(Dataset entries)
-=-=-

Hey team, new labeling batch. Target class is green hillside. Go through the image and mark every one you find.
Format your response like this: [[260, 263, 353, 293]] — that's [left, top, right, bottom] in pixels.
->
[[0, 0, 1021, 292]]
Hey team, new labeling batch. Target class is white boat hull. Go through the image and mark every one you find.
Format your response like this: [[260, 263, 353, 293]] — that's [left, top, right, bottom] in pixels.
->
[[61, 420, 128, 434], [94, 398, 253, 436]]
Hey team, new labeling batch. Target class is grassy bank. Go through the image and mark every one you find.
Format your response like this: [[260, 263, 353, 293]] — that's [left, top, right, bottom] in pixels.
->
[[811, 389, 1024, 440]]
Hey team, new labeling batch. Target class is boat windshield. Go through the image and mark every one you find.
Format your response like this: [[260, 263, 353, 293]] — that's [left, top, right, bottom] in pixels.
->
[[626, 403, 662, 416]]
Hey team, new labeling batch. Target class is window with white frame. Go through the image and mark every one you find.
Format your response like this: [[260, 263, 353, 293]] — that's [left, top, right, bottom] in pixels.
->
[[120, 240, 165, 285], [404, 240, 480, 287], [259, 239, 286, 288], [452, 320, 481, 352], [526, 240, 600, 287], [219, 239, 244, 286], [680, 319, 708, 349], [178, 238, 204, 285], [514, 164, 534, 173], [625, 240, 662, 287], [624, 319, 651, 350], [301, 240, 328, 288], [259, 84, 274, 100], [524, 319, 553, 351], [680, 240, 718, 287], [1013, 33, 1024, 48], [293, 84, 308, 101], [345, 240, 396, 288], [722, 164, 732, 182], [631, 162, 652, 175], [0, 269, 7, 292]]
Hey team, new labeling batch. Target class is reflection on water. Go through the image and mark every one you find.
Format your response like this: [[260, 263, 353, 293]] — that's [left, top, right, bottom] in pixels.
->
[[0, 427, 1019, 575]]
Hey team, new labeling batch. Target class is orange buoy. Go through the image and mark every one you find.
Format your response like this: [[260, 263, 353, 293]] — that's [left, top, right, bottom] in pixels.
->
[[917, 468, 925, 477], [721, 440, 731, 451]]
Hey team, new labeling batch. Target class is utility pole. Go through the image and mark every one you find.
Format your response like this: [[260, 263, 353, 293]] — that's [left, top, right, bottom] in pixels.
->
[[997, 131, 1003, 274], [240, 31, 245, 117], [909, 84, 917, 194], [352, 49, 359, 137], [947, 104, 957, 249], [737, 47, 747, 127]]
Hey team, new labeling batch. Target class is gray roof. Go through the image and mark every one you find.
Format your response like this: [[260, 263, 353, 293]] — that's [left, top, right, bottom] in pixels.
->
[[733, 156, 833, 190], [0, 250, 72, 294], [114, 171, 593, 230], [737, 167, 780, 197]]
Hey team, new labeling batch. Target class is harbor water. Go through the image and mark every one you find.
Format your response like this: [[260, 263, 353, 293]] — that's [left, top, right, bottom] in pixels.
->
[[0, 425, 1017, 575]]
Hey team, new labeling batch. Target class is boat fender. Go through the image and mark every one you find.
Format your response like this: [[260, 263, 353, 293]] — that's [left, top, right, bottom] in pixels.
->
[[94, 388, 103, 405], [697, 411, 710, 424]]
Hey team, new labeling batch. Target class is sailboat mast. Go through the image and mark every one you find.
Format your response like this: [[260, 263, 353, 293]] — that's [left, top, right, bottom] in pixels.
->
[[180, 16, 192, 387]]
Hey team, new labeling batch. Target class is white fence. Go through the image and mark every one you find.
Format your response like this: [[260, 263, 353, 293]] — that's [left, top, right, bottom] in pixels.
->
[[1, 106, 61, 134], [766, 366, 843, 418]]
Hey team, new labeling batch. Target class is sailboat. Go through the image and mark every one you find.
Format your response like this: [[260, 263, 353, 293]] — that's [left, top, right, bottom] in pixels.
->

-=-=-

Task details: Looking at the records above, how many lines have the word "water" in them? State the number only.

Answer to the exercise: 2